[Excerpts from location labeling data]
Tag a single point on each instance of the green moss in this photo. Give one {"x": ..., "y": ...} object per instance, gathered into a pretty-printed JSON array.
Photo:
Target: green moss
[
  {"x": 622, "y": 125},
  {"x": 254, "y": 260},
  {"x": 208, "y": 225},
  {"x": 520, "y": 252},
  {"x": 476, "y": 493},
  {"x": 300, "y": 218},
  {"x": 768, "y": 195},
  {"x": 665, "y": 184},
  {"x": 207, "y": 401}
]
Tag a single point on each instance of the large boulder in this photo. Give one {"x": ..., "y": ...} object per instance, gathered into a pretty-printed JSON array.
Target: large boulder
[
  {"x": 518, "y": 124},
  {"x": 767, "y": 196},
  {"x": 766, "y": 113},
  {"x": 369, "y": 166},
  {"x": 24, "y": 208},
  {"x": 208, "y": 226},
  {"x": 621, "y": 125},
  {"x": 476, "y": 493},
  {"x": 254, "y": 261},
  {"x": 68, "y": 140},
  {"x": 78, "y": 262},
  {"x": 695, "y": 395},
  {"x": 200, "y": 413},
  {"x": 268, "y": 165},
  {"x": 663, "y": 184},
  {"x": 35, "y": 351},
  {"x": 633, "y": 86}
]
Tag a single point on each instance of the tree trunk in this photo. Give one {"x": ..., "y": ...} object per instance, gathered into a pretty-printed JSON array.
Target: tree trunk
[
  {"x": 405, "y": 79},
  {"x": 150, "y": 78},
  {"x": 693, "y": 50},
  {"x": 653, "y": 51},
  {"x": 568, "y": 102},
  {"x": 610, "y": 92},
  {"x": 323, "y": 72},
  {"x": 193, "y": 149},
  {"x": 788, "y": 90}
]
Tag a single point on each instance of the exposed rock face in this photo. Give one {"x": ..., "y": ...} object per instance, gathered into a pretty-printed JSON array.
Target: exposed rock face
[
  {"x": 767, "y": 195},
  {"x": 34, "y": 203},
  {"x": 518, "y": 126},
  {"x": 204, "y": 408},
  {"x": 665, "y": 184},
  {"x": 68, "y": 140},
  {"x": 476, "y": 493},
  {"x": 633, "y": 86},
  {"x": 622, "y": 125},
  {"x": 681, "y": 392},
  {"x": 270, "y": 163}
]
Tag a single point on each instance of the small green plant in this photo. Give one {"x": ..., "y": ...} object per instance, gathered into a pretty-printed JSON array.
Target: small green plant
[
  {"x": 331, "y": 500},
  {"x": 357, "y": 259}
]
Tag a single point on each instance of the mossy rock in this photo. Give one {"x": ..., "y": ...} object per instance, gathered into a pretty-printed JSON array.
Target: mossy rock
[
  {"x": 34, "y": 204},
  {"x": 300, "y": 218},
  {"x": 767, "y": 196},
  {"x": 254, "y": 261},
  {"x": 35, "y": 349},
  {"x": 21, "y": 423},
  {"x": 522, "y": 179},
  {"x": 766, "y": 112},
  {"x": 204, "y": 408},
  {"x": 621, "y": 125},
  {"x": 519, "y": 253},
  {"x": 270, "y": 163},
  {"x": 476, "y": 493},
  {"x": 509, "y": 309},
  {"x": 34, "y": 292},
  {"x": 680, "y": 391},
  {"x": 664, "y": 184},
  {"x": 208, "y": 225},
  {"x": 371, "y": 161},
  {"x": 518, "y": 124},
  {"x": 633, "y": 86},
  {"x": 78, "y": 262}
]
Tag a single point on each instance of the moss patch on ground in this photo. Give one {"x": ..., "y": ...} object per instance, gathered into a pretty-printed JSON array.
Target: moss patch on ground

== Direction ==
Copy all of the records above word for word, leaving every line unchanged.

== Solution for this problem ==
Tag a single point on each instance of the green moss in this photo. Give one {"x": ..., "y": ...} object per instance, gathered into a pretty-printed JSON array.
Photo:
Target: green moss
[
  {"x": 622, "y": 125},
  {"x": 254, "y": 260},
  {"x": 208, "y": 225},
  {"x": 520, "y": 252},
  {"x": 476, "y": 493},
  {"x": 300, "y": 218},
  {"x": 768, "y": 195},
  {"x": 665, "y": 184},
  {"x": 207, "y": 401}
]
Tag a single point on each instance of the large boulder in this photo. Give one {"x": ..., "y": ...} object per instance, gathered into a pretty-printed JSON array.
Target: large boulder
[
  {"x": 518, "y": 124},
  {"x": 767, "y": 196},
  {"x": 766, "y": 113},
  {"x": 369, "y": 166},
  {"x": 24, "y": 208},
  {"x": 208, "y": 226},
  {"x": 621, "y": 125},
  {"x": 476, "y": 493},
  {"x": 254, "y": 261},
  {"x": 68, "y": 140},
  {"x": 78, "y": 262},
  {"x": 695, "y": 395},
  {"x": 200, "y": 413},
  {"x": 268, "y": 165},
  {"x": 663, "y": 184},
  {"x": 35, "y": 351},
  {"x": 633, "y": 86}
]
Tag a single point on each instance of the tree trunk in this photo. Give one {"x": ..., "y": ...} object per instance, gathered into a pretty-printed JSON array.
Target: tree trunk
[
  {"x": 405, "y": 79},
  {"x": 150, "y": 78},
  {"x": 693, "y": 50},
  {"x": 653, "y": 51},
  {"x": 568, "y": 102},
  {"x": 610, "y": 92},
  {"x": 323, "y": 72},
  {"x": 193, "y": 149},
  {"x": 788, "y": 90}
]
Tag a single point on each instance of the exposed rock face in this photo. Give one {"x": ..., "y": ...} object per instance, gathered into a pretty-printed JSON array.
Target: exposed rock face
[
  {"x": 767, "y": 195},
  {"x": 34, "y": 203},
  {"x": 518, "y": 126},
  {"x": 204, "y": 408},
  {"x": 665, "y": 184},
  {"x": 68, "y": 140},
  {"x": 476, "y": 493},
  {"x": 633, "y": 86},
  {"x": 622, "y": 125},
  {"x": 681, "y": 392},
  {"x": 270, "y": 163}
]
Tag a single point on each instance of the small green plant in this photo. Give one {"x": ..., "y": ...} object per instance, gathered into a pretty-printed JSON array.
Target: small green plant
[
  {"x": 331, "y": 500},
  {"x": 357, "y": 259}
]
Tag a single point on each instance of the mossy rock in this photo. Give one {"x": ..., "y": ...} object per instance, gathered into a pretty-printed JSON array.
Target: mossy rock
[
  {"x": 34, "y": 204},
  {"x": 300, "y": 218},
  {"x": 767, "y": 196},
  {"x": 254, "y": 261},
  {"x": 35, "y": 349},
  {"x": 21, "y": 423},
  {"x": 522, "y": 179},
  {"x": 766, "y": 112},
  {"x": 204, "y": 408},
  {"x": 621, "y": 125},
  {"x": 519, "y": 253},
  {"x": 270, "y": 163},
  {"x": 476, "y": 493},
  {"x": 509, "y": 309},
  {"x": 34, "y": 292},
  {"x": 680, "y": 391},
  {"x": 664, "y": 184},
  {"x": 208, "y": 225},
  {"x": 371, "y": 161},
  {"x": 518, "y": 124},
  {"x": 633, "y": 86},
  {"x": 78, "y": 262}
]
Tag a single point on each instance of the moss patch on ground in this photo. Give one {"x": ..., "y": ...} object per instance, gathered into a pretty-printed JSON array.
Target: moss patch on ground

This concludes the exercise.